The files were reportedly sent over with no protective orders or written confidentiality agreement between the lawyers. The Times also noted that the documents, which were not filed in court, could legally be released or included in Sinderbrand's legal filings that would then become public record.

Aaron Zeisler, one of Sinderbrand's lawyers, said his client intended to keep the material "secure and confidential".

"We are continuing to evaluate his legal rights and responsibilities," Zeisler said. "Wells Fargo has not identified what specific documents it asserts were inadvertently exposed."

NYT reports that the disclosure could be classified as a data breach that violates state and federal consumer data privacy laws. Wells Fargo will also be required to notify the affected customers whose data was inadvertently exposed.

■ **MATERIAL**:
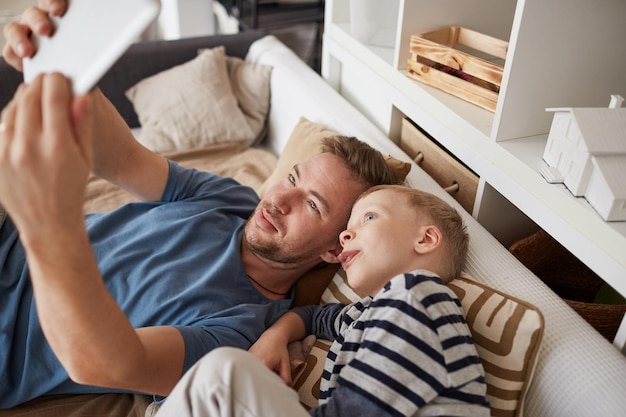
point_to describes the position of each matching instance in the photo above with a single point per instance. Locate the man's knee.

■ **WRITTEN PROBLEM A**: In the Wells Fargo disclosure text, swap "written confidentiality agreement" for "signed nondisclosure agreement" and write out the passage that opens with the words "The files were" and closes with "become public record.".
■ **WRITTEN PROBLEM B**: Carry on the Wells Fargo disclosure text from the point at which it stops.
The material bears no relation to the Wells Fargo disclosure text.

■ **EXERCISE RESPONSE A**:
The files were reportedly sent over with no protective orders or signed nondisclosure agreement between the lawyers. The Times also noted that the documents, which were not filed in court, could legally be released or included in Sinderbrand's legal filings that would then become public record.

■ **EXERCISE RESPONSE B**:
The latest incident comes amid serious digital security concerns over increasingly frequent and sophisticated cyberattacks and data breaches, accidental data leaks and sensitive personal data potentially being exploited by threat actors.

IBTimes UK has reached out to Wells Fargo for comment.

"Wells Fargo takes the security and privacy of our customers' information seriously," a bank spokesperson told Bloomberg. "The information was provided in response to a subpoena issued in connection with a lawsuit and delivered to an attorney. We will determine whether any information was inadvertently provided and will take the proper steps based on the outcome of our investigation."